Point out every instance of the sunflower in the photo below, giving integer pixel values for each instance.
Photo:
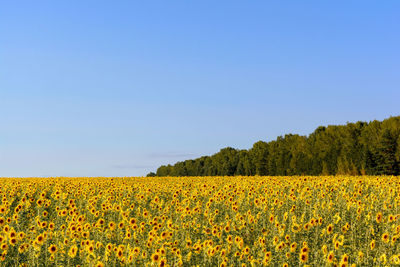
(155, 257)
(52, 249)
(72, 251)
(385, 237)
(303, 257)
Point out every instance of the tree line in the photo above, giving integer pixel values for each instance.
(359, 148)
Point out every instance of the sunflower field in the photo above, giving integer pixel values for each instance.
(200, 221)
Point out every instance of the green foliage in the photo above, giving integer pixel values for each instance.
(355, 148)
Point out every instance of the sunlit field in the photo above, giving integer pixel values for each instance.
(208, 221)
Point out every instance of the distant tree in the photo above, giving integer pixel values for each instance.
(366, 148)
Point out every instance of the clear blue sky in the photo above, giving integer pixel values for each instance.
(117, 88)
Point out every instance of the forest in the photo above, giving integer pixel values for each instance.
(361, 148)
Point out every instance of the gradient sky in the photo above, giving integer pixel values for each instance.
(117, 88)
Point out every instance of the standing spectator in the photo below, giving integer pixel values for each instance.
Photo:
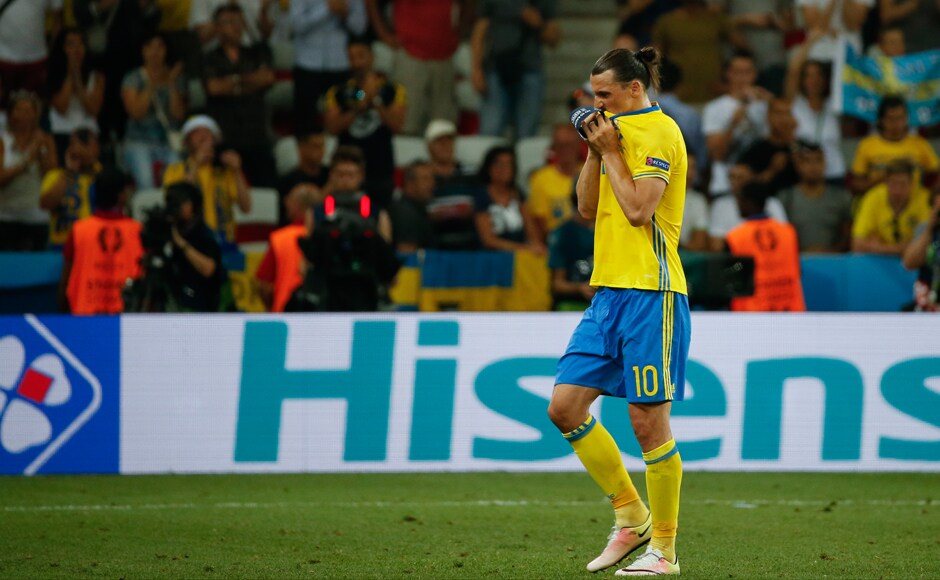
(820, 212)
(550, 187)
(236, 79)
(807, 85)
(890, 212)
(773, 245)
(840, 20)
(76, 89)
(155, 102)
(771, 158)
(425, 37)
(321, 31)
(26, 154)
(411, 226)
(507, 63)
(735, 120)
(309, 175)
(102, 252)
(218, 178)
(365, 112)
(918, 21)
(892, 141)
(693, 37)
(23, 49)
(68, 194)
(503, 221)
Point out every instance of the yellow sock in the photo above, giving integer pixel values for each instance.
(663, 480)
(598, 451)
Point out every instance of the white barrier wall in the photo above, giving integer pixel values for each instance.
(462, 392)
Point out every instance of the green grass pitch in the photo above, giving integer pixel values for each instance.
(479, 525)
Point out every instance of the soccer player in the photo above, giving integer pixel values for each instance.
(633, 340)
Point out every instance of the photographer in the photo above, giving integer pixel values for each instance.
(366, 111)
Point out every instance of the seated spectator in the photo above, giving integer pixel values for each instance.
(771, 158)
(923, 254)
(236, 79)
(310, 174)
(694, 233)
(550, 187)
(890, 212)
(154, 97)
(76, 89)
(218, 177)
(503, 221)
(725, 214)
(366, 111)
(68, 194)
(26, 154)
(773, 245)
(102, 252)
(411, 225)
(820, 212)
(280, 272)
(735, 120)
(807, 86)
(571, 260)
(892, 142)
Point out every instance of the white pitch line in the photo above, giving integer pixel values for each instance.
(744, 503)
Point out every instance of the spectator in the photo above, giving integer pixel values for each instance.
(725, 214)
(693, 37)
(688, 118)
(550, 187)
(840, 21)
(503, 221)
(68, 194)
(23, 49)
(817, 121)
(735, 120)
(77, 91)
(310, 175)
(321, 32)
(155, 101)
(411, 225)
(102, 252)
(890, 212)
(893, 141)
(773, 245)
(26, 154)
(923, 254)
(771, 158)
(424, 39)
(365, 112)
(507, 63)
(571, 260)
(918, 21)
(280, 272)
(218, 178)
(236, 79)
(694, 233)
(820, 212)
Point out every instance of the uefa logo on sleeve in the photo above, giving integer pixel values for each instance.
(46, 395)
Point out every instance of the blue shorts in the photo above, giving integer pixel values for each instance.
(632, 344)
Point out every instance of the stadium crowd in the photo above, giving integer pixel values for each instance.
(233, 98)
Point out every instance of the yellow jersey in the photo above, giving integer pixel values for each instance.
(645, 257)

--------------------

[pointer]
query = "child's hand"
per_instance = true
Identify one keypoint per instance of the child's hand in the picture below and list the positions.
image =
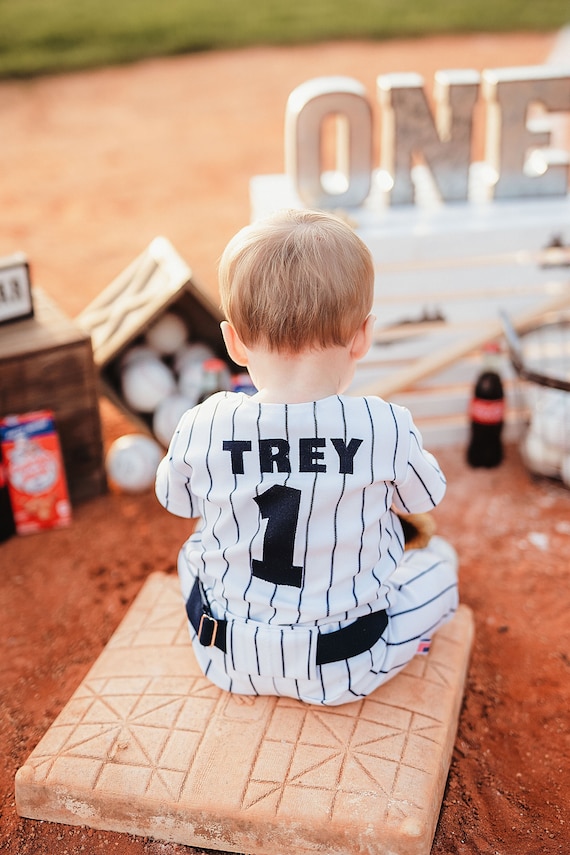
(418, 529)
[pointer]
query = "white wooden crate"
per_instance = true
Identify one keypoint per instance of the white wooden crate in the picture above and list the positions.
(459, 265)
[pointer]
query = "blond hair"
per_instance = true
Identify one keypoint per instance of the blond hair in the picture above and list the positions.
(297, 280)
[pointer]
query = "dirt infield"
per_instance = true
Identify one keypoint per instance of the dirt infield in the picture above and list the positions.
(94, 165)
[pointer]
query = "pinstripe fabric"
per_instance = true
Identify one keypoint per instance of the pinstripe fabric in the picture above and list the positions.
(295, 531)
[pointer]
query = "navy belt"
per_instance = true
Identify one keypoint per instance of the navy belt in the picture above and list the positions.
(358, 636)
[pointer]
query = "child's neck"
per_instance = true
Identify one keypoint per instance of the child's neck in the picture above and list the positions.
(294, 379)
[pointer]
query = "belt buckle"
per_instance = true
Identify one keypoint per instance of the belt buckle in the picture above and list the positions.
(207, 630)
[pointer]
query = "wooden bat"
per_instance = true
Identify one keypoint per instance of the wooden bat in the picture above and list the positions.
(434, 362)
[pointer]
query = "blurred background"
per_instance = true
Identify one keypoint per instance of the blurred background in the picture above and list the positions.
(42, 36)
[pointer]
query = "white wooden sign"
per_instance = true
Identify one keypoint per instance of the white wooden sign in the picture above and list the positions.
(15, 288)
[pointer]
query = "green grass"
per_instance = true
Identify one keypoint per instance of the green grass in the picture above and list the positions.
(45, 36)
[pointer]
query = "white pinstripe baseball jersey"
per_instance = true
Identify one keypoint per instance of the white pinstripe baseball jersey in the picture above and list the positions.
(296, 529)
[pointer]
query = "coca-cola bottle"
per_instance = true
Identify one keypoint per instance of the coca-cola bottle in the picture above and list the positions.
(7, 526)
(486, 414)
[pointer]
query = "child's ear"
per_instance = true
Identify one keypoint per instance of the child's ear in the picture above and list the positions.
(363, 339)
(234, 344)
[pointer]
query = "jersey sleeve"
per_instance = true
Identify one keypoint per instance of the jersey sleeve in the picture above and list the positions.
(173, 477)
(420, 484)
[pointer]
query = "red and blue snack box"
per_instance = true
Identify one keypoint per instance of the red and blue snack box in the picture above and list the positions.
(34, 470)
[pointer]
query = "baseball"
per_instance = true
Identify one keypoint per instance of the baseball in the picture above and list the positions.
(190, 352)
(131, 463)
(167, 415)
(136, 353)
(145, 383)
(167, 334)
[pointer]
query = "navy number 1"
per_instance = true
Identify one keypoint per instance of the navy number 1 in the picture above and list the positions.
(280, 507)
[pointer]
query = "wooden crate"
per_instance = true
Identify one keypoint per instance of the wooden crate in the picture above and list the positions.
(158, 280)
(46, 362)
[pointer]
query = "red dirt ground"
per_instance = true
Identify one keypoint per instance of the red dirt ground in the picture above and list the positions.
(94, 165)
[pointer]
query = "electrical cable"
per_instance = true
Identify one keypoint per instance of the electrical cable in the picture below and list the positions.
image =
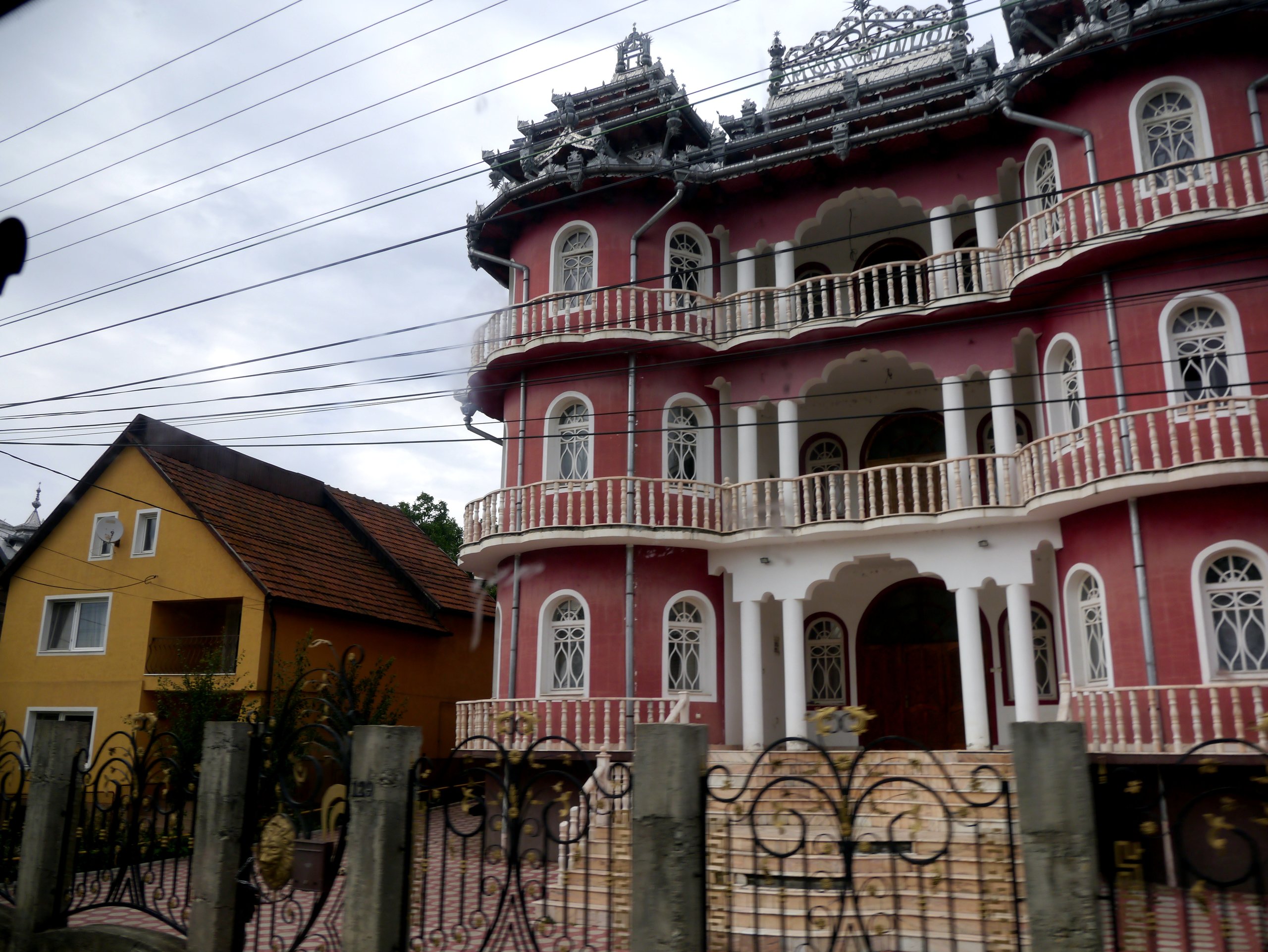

--------------------

Please report every line among the entries that includes "hand".

query = "child's hand"
Identify one keypoint per instance of the child's hand in the picture below and list the positions.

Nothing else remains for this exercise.